◆ Exercise directions ◆
Rewrite all of the items below, changing "List one per line" to "Put each on its own line" wherever it occurs and leaving everything else untouched.

[Pointing dataset excerpts]
/---

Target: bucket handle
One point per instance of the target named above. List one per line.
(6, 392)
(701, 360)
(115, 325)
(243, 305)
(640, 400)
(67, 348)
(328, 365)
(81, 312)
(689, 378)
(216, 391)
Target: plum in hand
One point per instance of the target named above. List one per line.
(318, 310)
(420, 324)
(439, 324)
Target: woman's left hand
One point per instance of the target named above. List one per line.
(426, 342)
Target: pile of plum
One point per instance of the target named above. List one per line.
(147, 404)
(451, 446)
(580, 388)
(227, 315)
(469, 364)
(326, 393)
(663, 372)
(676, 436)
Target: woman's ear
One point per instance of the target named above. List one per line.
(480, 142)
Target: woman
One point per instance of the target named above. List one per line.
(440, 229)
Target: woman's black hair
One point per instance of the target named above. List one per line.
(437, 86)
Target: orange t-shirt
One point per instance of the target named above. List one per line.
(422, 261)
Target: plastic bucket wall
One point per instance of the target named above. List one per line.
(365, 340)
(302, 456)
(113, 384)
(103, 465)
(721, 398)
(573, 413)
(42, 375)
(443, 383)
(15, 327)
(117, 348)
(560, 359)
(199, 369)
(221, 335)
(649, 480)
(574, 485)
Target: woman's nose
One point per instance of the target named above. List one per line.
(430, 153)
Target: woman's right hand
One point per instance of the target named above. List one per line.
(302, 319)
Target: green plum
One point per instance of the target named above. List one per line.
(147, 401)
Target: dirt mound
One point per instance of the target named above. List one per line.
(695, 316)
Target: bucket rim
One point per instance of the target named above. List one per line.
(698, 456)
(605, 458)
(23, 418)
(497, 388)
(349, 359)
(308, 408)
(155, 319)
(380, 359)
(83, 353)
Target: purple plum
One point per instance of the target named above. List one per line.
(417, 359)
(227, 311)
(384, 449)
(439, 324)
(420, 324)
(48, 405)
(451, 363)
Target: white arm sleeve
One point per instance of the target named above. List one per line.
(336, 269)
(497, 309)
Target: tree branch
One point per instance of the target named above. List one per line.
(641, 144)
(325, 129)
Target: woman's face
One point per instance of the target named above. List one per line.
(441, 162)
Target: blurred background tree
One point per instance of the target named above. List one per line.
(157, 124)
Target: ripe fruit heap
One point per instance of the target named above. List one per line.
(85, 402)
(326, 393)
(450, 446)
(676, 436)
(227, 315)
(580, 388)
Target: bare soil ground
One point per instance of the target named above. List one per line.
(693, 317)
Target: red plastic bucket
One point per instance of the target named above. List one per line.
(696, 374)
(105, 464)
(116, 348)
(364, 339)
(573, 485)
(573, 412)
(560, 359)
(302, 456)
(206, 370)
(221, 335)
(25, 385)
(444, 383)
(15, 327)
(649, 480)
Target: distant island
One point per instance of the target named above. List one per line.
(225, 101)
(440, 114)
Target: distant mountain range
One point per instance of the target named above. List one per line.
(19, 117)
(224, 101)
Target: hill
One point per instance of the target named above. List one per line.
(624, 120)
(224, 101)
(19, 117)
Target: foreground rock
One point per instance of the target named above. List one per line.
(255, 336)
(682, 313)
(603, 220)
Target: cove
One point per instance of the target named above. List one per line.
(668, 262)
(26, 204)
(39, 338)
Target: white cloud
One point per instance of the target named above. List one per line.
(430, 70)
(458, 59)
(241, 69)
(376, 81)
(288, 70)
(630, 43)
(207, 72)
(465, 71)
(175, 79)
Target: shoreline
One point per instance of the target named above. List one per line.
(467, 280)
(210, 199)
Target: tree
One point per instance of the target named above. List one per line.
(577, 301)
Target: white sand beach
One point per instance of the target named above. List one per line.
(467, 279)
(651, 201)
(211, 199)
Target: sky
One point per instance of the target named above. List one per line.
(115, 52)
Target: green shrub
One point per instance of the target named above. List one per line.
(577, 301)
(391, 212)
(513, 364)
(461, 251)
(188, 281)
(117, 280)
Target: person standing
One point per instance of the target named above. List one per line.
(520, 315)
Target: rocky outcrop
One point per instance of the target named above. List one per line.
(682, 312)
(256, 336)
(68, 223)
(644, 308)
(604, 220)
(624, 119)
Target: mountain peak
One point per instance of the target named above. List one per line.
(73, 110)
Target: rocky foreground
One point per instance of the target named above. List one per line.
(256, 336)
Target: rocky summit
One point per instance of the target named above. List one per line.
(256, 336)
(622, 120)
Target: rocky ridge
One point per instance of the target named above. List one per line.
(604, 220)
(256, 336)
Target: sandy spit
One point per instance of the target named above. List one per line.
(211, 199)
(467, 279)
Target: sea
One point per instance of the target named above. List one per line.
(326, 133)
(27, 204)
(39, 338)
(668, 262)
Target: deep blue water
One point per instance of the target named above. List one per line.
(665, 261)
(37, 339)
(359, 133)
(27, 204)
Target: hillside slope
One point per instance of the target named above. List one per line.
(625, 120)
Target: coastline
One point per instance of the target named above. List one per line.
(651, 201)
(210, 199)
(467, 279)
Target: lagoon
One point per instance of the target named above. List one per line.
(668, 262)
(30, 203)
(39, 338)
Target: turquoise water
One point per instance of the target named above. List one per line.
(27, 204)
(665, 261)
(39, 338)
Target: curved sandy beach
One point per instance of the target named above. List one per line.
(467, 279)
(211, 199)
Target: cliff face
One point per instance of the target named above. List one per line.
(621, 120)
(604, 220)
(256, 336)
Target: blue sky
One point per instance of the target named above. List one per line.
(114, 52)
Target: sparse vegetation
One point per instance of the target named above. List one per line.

\---

◆ Exercise response ◆
Target: bucket handle
One point per instance of the target named above. Put each on its own line.
(6, 392)
(701, 360)
(115, 325)
(243, 305)
(640, 400)
(67, 348)
(328, 365)
(81, 312)
(689, 378)
(216, 391)
Target: plum in hand
One point per instance of the target named above. Put each on its own line.
(318, 310)
(420, 324)
(439, 324)
Target: woman's left hand
One point per instance of the target named above. Put each on its own line.
(426, 342)
Target: pile of plum
One point per instance of the target named above. Put each on its own line.
(147, 404)
(451, 446)
(580, 388)
(227, 315)
(469, 364)
(326, 393)
(663, 372)
(676, 436)
Target: woman's ear
One point per instance of the target named above. Put each on its own line.
(480, 142)
Target: woman
One point per instance of the target named above. Put each on its own line.
(440, 229)
Target: woman's black hair
One point per instance of the target named above. Put each on its own line.
(437, 86)
Target: orange t-shirt
One point per instance of the target named above. Put each on its own line.
(422, 261)
Target: plastic bucket wall
One point per instance of the target named above. Put each on its own line.
(365, 340)
(302, 456)
(113, 384)
(103, 465)
(721, 398)
(573, 413)
(42, 375)
(443, 383)
(15, 327)
(117, 348)
(560, 359)
(199, 369)
(221, 335)
(649, 480)
(574, 485)
Target: woman's nose
One point per instance of the target named above. Put each on its own line.
(430, 153)
Target: woman's right hand
One point per instance of the target named above. Put each on its own line.
(302, 319)
Target: green plum
One point per instance of the target named above. Put each on its own line.
(147, 401)
Target: dirt mound
One point per instance of the target named above. Put each on its own line.
(695, 316)
Target: bucket rim
One point per instance of the target named above. Put each on its own line.
(698, 456)
(605, 458)
(23, 418)
(497, 388)
(349, 359)
(308, 408)
(155, 319)
(380, 359)
(83, 353)
Target: purple plum
One point per instance of the target named above. Put each on its own line.
(417, 359)
(227, 311)
(384, 449)
(439, 324)
(420, 324)
(48, 405)
(451, 363)
Target: white arm sleeve
One point per instance of the target named above. Put each on its own line.
(336, 269)
(497, 309)
Target: tree branch
One point per instance of the target named above. Put each on its own line.
(641, 144)
(325, 129)
Target: woman's face
One point per instance of the target named above. Put each on its own line.
(441, 162)
Target: blurred background tree
One point per instance of the target named above. Put each on its own line.
(157, 124)
Target: ripe fruit heap
One point per instance of the target named above. Put each on its own line.
(85, 402)
(326, 393)
(450, 446)
(676, 436)
(227, 315)
(580, 388)
Target: bare soil ground
One point per instance of the target named above. Put each on its own line.
(693, 317)
Target: red plastic bucket
One point per instance of the target named above. Put each on its own line.
(696, 374)
(105, 464)
(116, 348)
(364, 339)
(573, 485)
(573, 412)
(560, 359)
(302, 456)
(206, 370)
(221, 335)
(25, 385)
(444, 383)
(15, 327)
(649, 480)
Target: distant island
One point per instance of the target named above. Put each on its own line.
(225, 101)
(440, 114)
Target: distant mountain range
One point per instance of the target named above. Put each on its own line.
(19, 117)
(224, 101)
Target: hill
One point per instance of the target named above. Put each on its own line.
(624, 120)
(224, 101)
(19, 117)
Target: foreground rock
One point per instance of the target named above. Put each on its own line.
(255, 336)
(682, 313)
(603, 220)
Target: cove
One point per instance of the target named above. Put each on its own line.
(668, 262)
(26, 204)
(39, 338)
Target: white cloud
One point per instance of the target named above. Put each on its own line.
(430, 70)
(458, 59)
(241, 69)
(376, 81)
(288, 70)
(630, 43)
(207, 72)
(465, 71)
(175, 79)
Target: shoreline
One point per instance of the target named above. Put each on its own line.
(467, 280)
(210, 199)
Target: tree
One point per instance of the target named above. Put each on its own line.
(577, 301)
Target: white sand beach
One point per instance of the target named above. Put each on its own line.
(467, 279)
(651, 201)
(211, 199)
Target: sky
One point per instance of the target named above. Put each on its own line.
(115, 52)
Target: green shrub
One point per instance of the target named above. Put each on its own line.
(577, 301)
(391, 212)
(513, 364)
(461, 251)
(188, 281)
(117, 280)
Target: person standing
One point per instance of the target named above. Put each on its own line.
(520, 315)
Target: rocky outcrop
One point per instance of the target named above. Put each on its own line.
(682, 312)
(256, 336)
(68, 223)
(644, 308)
(604, 220)
(624, 119)
Target: mountain peak
One point per instance of the target named above. Put each on its own line.
(73, 110)
Target: rocky foreground
One point per instance of the target named above. Put each on its own line.
(256, 336)
Target: rocky summit
One point per instance of the target named above. Put each on its own line.
(256, 336)
(622, 120)
Target: rocky ridge
One point per instance of the target named above. Put each on its own line.
(604, 220)
(256, 336)
Target: sandy spit
One point per instance of the target named above. Put each on its own line.
(211, 199)
(467, 279)
Target: sea
One point per instance of the target named above. Put each on its own line.
(326, 133)
(27, 204)
(39, 338)
(668, 262)
Target: deep blue water
One point per instance of the target named above. Put each on its own line.
(665, 261)
(37, 339)
(359, 133)
(27, 204)
Target: hillside slope
One point per instance of the target named above. Put each on its own line.
(625, 120)
Target: coastline
One point per instance of the target named above. Put each on its own line.
(651, 201)
(210, 199)
(467, 279)
Target: lagoon
One point per instance of the target named above. Put each on its own line.
(668, 262)
(30, 203)
(39, 338)
Target: turquoise water
One point per instance of the target named above. Put each on its own line.
(27, 204)
(665, 261)
(39, 338)
Target: curved sandy beach
One point per instance of the target named above. Put each on its own line.
(467, 279)
(211, 199)
Target: cliff face
One point per instance of the target named above. Put each on its own line.
(621, 120)
(604, 220)
(256, 336)
Target: blue sky
One point per instance of the target named above. Put each on its own line.
(114, 52)
Target: sparse vegetation
One point per instance of the target named above. Put each on its own line.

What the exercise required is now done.